#### [Written task]
Starting with the line that contains "Practice step: find the blocking", write out each line through the end of the listing, unchanged. Output nothing else.

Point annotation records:
-- start --
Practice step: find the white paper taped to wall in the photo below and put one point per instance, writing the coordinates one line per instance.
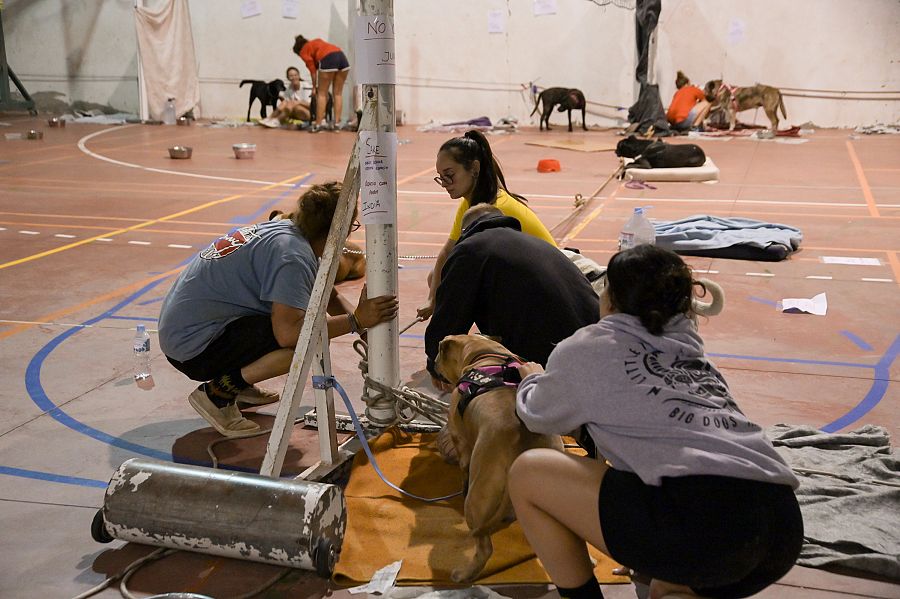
(375, 49)
(377, 178)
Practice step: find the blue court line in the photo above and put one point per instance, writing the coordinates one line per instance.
(860, 343)
(876, 393)
(39, 396)
(147, 318)
(155, 300)
(54, 478)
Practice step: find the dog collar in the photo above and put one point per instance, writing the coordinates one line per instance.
(482, 379)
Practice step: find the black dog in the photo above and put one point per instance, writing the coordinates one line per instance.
(567, 98)
(655, 153)
(268, 94)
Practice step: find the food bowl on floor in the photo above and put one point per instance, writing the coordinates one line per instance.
(244, 150)
(180, 152)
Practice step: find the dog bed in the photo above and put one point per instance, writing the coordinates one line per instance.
(708, 172)
(430, 538)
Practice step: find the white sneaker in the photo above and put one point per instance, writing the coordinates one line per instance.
(256, 396)
(228, 420)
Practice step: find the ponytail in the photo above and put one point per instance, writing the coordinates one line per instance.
(474, 146)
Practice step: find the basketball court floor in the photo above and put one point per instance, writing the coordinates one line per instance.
(96, 221)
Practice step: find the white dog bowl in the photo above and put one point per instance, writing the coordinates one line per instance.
(180, 152)
(244, 150)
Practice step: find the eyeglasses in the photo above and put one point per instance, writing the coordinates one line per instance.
(444, 180)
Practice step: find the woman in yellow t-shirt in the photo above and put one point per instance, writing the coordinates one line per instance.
(467, 170)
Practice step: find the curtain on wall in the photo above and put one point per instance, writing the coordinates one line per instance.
(648, 110)
(166, 47)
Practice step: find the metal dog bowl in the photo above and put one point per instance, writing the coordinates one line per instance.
(244, 150)
(180, 152)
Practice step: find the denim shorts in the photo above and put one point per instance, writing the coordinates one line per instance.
(336, 61)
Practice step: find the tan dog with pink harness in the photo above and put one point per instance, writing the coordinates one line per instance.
(487, 434)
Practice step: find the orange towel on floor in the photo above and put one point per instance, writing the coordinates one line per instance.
(432, 539)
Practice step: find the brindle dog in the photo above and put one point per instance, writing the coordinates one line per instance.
(568, 99)
(736, 99)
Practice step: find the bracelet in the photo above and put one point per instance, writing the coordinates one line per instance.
(354, 324)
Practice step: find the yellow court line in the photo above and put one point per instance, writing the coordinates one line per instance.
(863, 182)
(146, 223)
(580, 226)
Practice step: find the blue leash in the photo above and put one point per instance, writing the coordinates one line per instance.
(323, 382)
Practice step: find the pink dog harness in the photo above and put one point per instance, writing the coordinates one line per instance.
(482, 379)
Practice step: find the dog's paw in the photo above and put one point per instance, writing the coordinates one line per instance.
(461, 575)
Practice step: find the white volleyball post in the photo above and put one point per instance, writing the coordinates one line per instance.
(374, 52)
(372, 173)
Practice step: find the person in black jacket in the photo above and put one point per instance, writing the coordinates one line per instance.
(512, 286)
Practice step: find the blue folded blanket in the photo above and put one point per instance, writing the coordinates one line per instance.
(735, 237)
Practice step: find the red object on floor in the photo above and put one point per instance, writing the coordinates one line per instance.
(549, 165)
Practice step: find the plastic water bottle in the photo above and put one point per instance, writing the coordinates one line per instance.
(141, 347)
(169, 112)
(637, 230)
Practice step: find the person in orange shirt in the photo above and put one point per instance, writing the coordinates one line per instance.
(332, 67)
(689, 106)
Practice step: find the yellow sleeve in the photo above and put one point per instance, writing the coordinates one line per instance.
(531, 224)
(456, 231)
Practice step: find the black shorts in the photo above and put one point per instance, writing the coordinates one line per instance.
(721, 536)
(243, 341)
(336, 61)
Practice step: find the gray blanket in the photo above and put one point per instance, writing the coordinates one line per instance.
(704, 232)
(849, 495)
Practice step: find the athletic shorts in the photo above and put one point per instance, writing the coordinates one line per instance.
(243, 341)
(721, 536)
(336, 61)
(687, 122)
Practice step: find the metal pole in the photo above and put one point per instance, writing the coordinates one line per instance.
(143, 105)
(381, 256)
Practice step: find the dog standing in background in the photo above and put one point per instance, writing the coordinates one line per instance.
(267, 93)
(566, 98)
(736, 99)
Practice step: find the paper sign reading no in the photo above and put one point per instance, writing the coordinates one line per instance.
(375, 49)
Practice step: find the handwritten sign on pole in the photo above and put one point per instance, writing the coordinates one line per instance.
(375, 49)
(378, 178)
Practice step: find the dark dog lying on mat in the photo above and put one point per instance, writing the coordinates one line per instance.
(736, 99)
(567, 98)
(267, 93)
(655, 153)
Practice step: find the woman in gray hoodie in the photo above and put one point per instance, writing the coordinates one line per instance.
(688, 492)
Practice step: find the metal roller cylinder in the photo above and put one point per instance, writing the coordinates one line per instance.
(291, 523)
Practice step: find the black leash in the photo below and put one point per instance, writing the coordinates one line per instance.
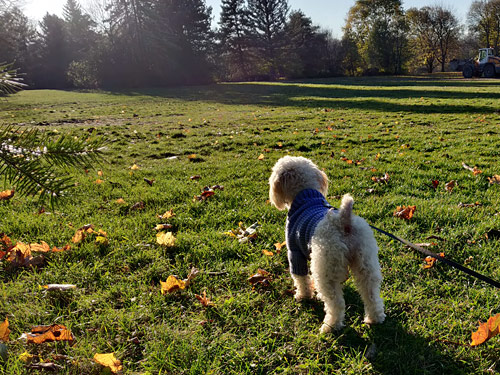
(442, 259)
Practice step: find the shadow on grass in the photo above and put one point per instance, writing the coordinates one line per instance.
(389, 347)
(375, 94)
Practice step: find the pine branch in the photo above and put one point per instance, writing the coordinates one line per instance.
(32, 162)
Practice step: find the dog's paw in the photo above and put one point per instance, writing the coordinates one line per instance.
(375, 319)
(327, 328)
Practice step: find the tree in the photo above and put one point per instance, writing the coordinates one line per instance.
(306, 47)
(484, 19)
(378, 29)
(268, 21)
(233, 36)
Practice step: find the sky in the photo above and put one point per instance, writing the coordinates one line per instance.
(329, 14)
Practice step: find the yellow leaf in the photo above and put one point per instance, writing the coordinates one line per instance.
(166, 239)
(167, 215)
(172, 284)
(109, 360)
(4, 331)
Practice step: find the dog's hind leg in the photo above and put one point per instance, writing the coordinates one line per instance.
(367, 277)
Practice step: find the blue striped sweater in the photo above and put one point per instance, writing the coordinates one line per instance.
(308, 208)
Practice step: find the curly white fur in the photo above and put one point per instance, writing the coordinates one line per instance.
(341, 241)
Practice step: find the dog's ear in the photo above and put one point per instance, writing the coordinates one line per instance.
(323, 183)
(276, 192)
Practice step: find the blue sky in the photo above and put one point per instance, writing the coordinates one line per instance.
(329, 14)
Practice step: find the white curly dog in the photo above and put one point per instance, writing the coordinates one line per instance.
(334, 240)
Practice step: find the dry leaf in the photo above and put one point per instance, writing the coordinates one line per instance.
(495, 179)
(204, 300)
(163, 226)
(430, 261)
(279, 245)
(4, 330)
(6, 194)
(172, 284)
(486, 330)
(109, 360)
(384, 179)
(166, 239)
(54, 332)
(167, 215)
(450, 185)
(474, 170)
(405, 212)
(61, 287)
(262, 277)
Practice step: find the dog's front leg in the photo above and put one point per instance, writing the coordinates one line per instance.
(303, 287)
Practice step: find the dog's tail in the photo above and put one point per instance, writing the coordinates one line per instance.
(345, 213)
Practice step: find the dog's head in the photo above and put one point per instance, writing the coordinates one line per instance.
(291, 175)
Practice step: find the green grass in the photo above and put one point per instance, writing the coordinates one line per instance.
(415, 129)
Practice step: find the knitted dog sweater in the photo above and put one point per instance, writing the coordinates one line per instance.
(308, 208)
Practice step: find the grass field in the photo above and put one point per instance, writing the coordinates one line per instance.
(418, 130)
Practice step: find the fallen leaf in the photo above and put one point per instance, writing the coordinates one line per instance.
(41, 248)
(109, 360)
(474, 170)
(172, 284)
(405, 212)
(262, 277)
(486, 330)
(384, 179)
(167, 215)
(495, 179)
(166, 239)
(4, 330)
(449, 186)
(430, 261)
(54, 332)
(6, 195)
(279, 245)
(204, 300)
(163, 226)
(61, 287)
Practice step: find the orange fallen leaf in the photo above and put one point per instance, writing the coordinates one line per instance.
(6, 194)
(431, 261)
(54, 332)
(405, 212)
(449, 186)
(167, 215)
(166, 239)
(172, 284)
(41, 248)
(109, 360)
(204, 300)
(495, 179)
(4, 330)
(486, 330)
(262, 277)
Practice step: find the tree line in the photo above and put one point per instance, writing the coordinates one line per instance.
(137, 43)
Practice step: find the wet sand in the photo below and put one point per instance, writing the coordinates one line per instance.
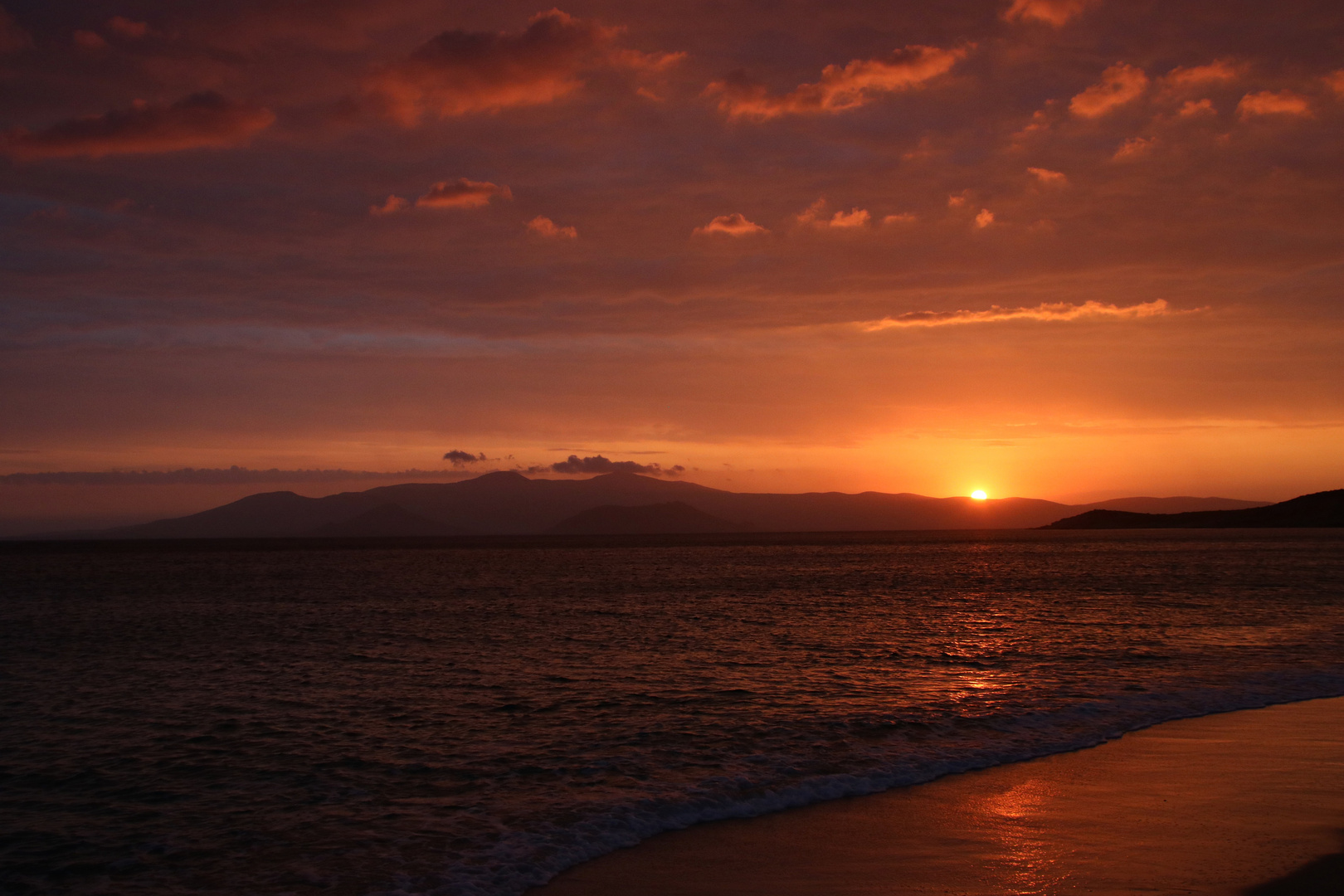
(1244, 802)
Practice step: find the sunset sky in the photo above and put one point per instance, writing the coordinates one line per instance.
(1062, 249)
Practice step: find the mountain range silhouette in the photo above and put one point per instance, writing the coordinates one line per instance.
(507, 503)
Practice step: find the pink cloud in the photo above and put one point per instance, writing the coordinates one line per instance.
(192, 123)
(1055, 12)
(12, 38)
(89, 41)
(463, 193)
(390, 207)
(459, 73)
(734, 225)
(1043, 312)
(127, 28)
(1049, 178)
(1118, 85)
(1285, 102)
(839, 89)
(548, 229)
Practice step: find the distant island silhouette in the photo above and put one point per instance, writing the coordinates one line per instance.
(509, 503)
(1322, 509)
(675, 518)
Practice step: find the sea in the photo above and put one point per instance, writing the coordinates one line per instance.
(470, 719)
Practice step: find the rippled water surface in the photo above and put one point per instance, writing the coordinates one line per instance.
(475, 720)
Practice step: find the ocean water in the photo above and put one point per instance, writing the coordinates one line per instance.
(470, 722)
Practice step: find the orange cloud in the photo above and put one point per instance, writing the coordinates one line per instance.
(816, 217)
(463, 193)
(459, 73)
(839, 89)
(195, 121)
(1055, 12)
(1043, 312)
(1198, 108)
(733, 225)
(1135, 147)
(548, 229)
(1285, 102)
(1216, 71)
(1049, 178)
(1118, 85)
(392, 206)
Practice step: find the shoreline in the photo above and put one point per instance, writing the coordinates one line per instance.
(1249, 801)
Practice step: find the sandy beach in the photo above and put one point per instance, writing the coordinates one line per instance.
(1244, 802)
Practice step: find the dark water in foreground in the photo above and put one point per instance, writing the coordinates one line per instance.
(475, 720)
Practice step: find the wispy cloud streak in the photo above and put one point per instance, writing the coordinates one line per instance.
(1043, 312)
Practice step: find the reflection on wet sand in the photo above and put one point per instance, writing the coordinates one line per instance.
(1211, 806)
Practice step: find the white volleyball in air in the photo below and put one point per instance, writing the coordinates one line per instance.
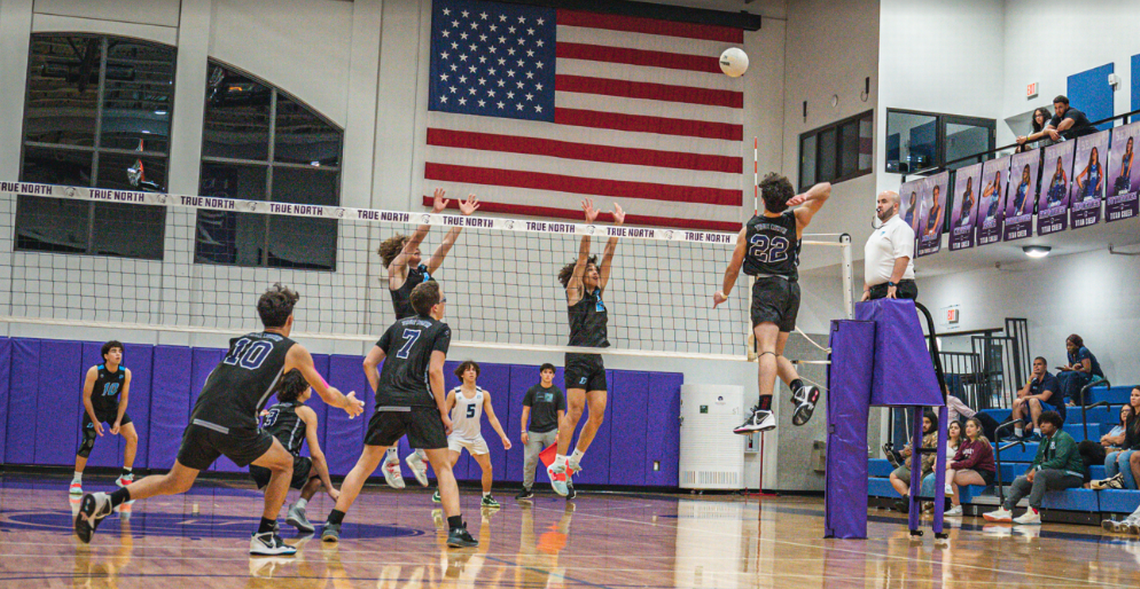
(734, 62)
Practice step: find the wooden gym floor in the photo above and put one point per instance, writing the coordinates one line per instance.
(600, 540)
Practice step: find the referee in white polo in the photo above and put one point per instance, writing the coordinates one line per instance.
(888, 267)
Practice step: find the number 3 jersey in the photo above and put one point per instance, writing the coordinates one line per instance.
(408, 345)
(239, 385)
(773, 246)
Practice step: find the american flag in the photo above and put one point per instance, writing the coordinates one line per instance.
(535, 108)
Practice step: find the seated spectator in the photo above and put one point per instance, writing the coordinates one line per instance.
(1118, 465)
(1057, 466)
(1082, 368)
(901, 477)
(1040, 394)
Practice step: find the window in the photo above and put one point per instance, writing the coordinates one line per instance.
(837, 152)
(259, 144)
(935, 141)
(97, 115)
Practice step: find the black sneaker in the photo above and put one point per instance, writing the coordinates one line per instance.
(804, 399)
(459, 538)
(92, 509)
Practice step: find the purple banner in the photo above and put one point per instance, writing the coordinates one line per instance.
(934, 191)
(992, 204)
(1023, 195)
(967, 182)
(1088, 180)
(1122, 201)
(1052, 204)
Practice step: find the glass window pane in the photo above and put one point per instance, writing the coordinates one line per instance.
(237, 116)
(225, 237)
(302, 137)
(138, 93)
(300, 242)
(63, 86)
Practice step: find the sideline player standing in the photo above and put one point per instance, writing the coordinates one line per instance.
(105, 395)
(585, 374)
(409, 400)
(225, 423)
(767, 247)
(401, 259)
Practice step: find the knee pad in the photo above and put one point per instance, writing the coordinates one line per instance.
(87, 443)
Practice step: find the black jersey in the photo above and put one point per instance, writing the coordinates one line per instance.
(408, 345)
(107, 387)
(773, 246)
(401, 296)
(587, 321)
(238, 386)
(285, 425)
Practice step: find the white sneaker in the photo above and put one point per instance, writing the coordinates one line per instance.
(1000, 515)
(1031, 517)
(418, 468)
(392, 475)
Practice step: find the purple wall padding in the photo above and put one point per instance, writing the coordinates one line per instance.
(24, 389)
(630, 400)
(848, 400)
(170, 407)
(904, 376)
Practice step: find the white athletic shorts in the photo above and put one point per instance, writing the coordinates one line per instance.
(475, 447)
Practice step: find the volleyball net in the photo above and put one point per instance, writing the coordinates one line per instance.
(217, 255)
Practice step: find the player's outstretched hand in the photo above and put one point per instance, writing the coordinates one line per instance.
(470, 205)
(439, 204)
(355, 406)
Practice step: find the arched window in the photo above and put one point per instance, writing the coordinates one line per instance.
(260, 144)
(97, 114)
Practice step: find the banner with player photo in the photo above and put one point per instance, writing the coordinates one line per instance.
(992, 204)
(1052, 204)
(933, 195)
(967, 182)
(1088, 180)
(1023, 195)
(1122, 201)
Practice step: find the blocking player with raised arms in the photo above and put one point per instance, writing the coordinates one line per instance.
(402, 263)
(585, 280)
(767, 247)
(106, 392)
(225, 423)
(409, 400)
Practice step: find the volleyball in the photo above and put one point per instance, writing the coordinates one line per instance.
(734, 62)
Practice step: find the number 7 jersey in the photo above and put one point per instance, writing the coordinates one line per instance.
-- end --
#### [Result for this exercise]
Practice step: find the blocking player with raised arms in the photo above and put one point per instance, writing the coordinates one line per instance.
(402, 263)
(585, 280)
(767, 247)
(106, 392)
(225, 423)
(409, 400)
Practice step: find the volleyball in the photo above and put one point per instance, writing the coordinates one line per instance.
(734, 62)
Practice step: find the number 7 jersey in the photo above and put one point per instance, writing the coordinates one line per instance.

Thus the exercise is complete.